[Material]
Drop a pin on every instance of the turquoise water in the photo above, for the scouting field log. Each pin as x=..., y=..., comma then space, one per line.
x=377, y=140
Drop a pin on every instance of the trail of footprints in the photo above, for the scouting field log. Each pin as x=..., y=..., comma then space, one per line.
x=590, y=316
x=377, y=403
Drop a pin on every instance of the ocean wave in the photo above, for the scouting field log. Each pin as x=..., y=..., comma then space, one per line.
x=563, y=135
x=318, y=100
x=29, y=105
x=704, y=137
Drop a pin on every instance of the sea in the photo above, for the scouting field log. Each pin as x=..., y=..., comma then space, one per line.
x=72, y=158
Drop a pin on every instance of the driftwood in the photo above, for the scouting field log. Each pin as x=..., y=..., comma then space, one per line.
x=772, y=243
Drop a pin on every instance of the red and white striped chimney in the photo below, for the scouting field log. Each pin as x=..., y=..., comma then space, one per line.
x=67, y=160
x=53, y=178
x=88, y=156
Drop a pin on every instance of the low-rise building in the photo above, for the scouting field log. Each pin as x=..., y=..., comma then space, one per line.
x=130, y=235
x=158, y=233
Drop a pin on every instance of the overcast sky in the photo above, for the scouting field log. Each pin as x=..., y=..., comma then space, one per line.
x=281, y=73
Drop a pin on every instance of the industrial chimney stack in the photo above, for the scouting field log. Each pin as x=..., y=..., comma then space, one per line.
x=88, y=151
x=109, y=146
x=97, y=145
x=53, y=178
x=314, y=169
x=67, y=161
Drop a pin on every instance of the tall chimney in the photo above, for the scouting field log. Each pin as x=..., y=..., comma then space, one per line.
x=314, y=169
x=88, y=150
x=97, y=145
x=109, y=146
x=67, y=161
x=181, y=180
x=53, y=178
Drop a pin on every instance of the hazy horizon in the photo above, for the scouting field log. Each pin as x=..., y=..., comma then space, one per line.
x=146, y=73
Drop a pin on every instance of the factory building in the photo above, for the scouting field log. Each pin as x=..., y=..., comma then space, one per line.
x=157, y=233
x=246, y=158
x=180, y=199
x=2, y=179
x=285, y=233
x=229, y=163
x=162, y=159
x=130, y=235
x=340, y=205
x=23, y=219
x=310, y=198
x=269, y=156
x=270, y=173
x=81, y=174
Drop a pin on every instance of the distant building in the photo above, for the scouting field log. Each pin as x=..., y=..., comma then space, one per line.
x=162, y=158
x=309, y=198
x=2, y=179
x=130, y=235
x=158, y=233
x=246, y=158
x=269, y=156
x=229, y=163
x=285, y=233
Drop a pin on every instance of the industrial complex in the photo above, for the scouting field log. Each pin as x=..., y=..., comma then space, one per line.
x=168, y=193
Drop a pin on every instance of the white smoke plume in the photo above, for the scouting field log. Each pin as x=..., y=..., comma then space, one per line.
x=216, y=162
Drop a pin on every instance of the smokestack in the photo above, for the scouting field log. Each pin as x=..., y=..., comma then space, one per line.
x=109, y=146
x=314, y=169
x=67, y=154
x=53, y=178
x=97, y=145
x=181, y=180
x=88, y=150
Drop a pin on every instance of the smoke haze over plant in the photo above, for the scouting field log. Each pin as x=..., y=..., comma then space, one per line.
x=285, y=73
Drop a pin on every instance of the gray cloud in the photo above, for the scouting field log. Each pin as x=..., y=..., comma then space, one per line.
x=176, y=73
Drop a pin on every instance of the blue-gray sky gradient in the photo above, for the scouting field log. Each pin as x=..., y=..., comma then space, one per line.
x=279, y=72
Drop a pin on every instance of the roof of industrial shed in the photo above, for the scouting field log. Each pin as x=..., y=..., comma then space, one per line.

[Task description]
Please copy all of the records above word for word, keeping every line unchanged and in its original order.

[Exercise answer]
Drop a pin on every instance of the turquoise water in the photo above, for the scouting field log. Each pin as x=..., y=..., comma then space, one per line.
x=377, y=140
Drop a pin on every instance of the trail of footprints in the photo above, for the scouting field log. Each pin as x=..., y=..., comma then space, one per line.
x=590, y=316
x=377, y=403
Drop a pin on every instance of the ocean wave in the photo above, for the scouting field log. Each pin as x=..., y=..., comma then space, one per line.
x=563, y=135
x=318, y=100
x=29, y=105
x=704, y=137
Drop a pin on every instance of the sea in the photo above, for the scouting field log. Each pin as x=..., y=..., comma then space, one per line.
x=72, y=158
Drop a pin on every instance of the driftwood in the photo above, for the scouting field log. Each pin as x=..., y=..., comma then space, one per line.
x=772, y=243
Drop a pin on every instance of the red and white striped chimney in the photo below, for the scouting field log. Each pin as x=..., y=..., comma then space, one per line.
x=67, y=160
x=53, y=178
x=88, y=156
Drop a pin on every instance of the low-rise building in the photo above, for the scouting field log. Each pin as x=..., y=..., comma then space, one per line.
x=130, y=235
x=158, y=233
Drop a pin on every instance of the overcast sky in the photo above, for the scouting field log. Each pin as x=..., y=..., comma then space, one per line.
x=281, y=73
Drop a pin on every instance of the industrial chimney stack in the photo above, for the scouting field log. Each pin as x=..., y=..., comma then space, one per line.
x=88, y=151
x=109, y=146
x=97, y=145
x=53, y=178
x=314, y=169
x=67, y=161
Drop a pin on every instance of the tall chimney in the photo above, for the scouting field log. Each pin as x=..., y=..., comma then space, one per line.
x=314, y=169
x=88, y=150
x=97, y=145
x=109, y=146
x=67, y=161
x=181, y=180
x=53, y=178
Drop a pin on every instance of the hazy horizon in the photo above, for the scouting field log. Each pin as x=..., y=..., comma then space, one per line.
x=146, y=73
Drop a pin on every instance of the factory building in the photo above, for the scouting field log. Each pin as x=..., y=..., comma then space, one per line.
x=157, y=233
x=246, y=158
x=180, y=199
x=2, y=179
x=285, y=233
x=229, y=163
x=162, y=159
x=130, y=235
x=340, y=205
x=23, y=219
x=310, y=198
x=269, y=156
x=270, y=173
x=81, y=174
Drop a pin on every instance of the distant building in the photo above, for the scouting field log. Each pin as x=..., y=..., comma then space, one per line.
x=162, y=158
x=309, y=198
x=2, y=179
x=130, y=235
x=158, y=233
x=246, y=158
x=269, y=156
x=229, y=163
x=285, y=233
Drop a pin on every instance of the industrial complex in the photo above, for the scouting field log. Each pin as x=..., y=..., comma then space, one per line.
x=168, y=193
Drop a pin on every instance of the white smoke plume in the photo above, for the scouting field log. Each pin as x=..., y=..., comma then space, one per line.
x=216, y=162
Drop a pin on every instance of the smokestack in the photo above, for the scouting field log. Each pin as x=..., y=..., comma then space, one per line.
x=109, y=146
x=314, y=169
x=67, y=154
x=53, y=178
x=97, y=145
x=181, y=180
x=88, y=150
Drop a pin on every instance of the smoke haze over plant in the photo above, for the scouting field log. Each pin as x=..., y=..., comma then space, one per line.
x=285, y=73
Drop a pin on every instance of the gray cloud in the photo above, for the scouting field log. Each pin as x=..., y=..., comma then space, one per line.
x=176, y=73
Drop a pin on every instance of the blue-gray sky gradient in the photo above, for the scouting field log. Each pin as x=..., y=..., comma then space, one per line.
x=279, y=72
Drop a pin on every instance of the roof of industrial shed in the photo above, for the scouting field log. Each pin as x=..., y=..., comma then space, one per line.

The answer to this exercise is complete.